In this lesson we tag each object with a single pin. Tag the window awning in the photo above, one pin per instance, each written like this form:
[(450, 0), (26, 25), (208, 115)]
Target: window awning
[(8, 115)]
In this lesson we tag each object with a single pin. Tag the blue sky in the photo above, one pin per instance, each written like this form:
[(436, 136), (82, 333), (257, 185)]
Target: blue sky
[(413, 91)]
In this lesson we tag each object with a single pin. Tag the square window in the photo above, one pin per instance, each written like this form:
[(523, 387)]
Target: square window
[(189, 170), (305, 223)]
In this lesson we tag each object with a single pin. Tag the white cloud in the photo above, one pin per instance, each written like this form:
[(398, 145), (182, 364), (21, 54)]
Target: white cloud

WHAT THE TASK REQUIRES
Using the records above, state how many lines contain "form"; a single number is the whole answer.

EXERCISE SOLUTION
4